→ HOW TO COMPLETE THIS TASK
Copy every line from the records below that holds the word "green".

→ DATASET EXTRACT
>>>

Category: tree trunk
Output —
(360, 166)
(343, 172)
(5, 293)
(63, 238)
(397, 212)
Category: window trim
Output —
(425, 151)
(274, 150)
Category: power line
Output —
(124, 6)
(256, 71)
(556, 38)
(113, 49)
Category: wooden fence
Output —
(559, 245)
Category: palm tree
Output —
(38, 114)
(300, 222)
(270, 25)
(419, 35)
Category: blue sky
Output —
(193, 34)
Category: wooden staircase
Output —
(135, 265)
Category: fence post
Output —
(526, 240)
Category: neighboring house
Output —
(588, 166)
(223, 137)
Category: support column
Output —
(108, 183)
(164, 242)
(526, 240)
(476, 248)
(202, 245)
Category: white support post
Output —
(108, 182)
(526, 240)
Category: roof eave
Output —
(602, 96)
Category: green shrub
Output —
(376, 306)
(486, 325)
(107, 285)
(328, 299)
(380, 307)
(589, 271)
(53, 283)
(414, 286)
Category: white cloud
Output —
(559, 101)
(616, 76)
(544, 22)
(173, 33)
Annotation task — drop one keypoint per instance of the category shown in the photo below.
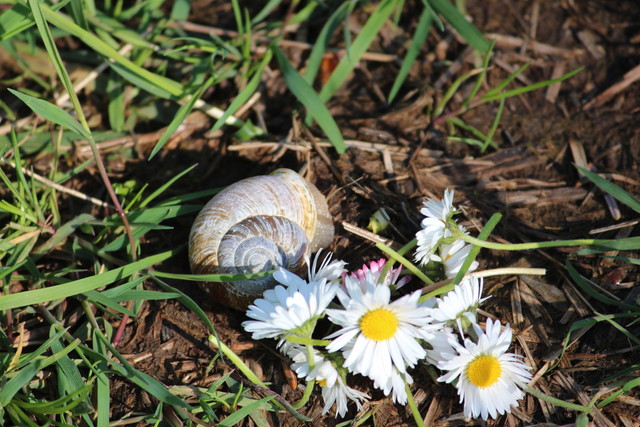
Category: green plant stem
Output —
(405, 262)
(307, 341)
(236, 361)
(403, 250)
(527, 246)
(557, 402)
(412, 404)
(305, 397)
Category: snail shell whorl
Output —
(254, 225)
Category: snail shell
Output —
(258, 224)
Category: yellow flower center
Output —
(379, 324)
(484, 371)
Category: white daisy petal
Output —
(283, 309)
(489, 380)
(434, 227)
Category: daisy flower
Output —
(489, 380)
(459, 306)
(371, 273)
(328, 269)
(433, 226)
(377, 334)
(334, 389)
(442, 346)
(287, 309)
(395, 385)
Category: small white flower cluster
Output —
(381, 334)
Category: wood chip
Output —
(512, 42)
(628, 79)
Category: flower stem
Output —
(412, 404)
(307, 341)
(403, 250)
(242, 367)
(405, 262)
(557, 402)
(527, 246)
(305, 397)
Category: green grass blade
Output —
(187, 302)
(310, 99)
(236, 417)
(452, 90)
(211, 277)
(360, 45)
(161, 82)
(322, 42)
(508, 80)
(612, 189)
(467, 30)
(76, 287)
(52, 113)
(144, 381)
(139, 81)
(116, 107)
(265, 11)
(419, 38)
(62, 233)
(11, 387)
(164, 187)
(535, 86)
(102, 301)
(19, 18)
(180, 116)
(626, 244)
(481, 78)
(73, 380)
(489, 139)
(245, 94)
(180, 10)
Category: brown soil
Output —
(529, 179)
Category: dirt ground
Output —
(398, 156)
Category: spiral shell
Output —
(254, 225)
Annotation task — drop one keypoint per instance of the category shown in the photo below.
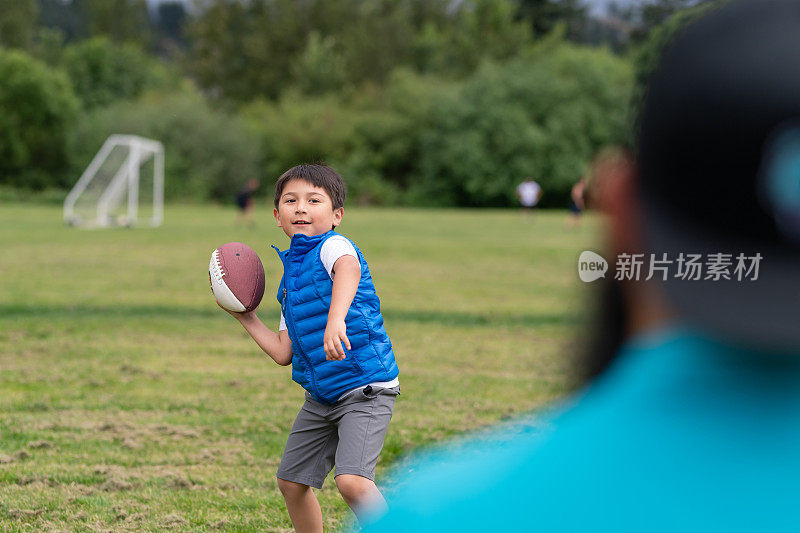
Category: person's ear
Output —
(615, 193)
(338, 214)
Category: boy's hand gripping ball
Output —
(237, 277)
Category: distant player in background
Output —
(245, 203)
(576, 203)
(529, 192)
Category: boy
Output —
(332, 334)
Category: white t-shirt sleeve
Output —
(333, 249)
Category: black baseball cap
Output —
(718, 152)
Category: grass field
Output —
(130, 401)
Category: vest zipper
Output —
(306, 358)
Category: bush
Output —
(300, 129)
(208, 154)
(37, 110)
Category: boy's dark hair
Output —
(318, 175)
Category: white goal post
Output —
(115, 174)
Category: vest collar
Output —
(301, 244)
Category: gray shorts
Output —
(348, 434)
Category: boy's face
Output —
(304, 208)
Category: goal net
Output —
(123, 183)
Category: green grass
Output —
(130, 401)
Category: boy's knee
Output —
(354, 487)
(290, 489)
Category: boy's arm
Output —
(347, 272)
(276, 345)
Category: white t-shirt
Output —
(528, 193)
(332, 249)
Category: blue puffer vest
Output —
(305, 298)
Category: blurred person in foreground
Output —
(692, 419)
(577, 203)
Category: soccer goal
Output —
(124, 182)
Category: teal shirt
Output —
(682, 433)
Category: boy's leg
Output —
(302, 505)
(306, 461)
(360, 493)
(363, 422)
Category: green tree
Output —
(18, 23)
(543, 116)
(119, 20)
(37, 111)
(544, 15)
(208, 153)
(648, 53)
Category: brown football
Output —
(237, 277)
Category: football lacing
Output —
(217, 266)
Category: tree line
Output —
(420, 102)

<<<

→ COMPLETED EXERCISE
Category: green shrub
Category: green plant stem
Category: green grass blade
Category: green grass
Category: green tree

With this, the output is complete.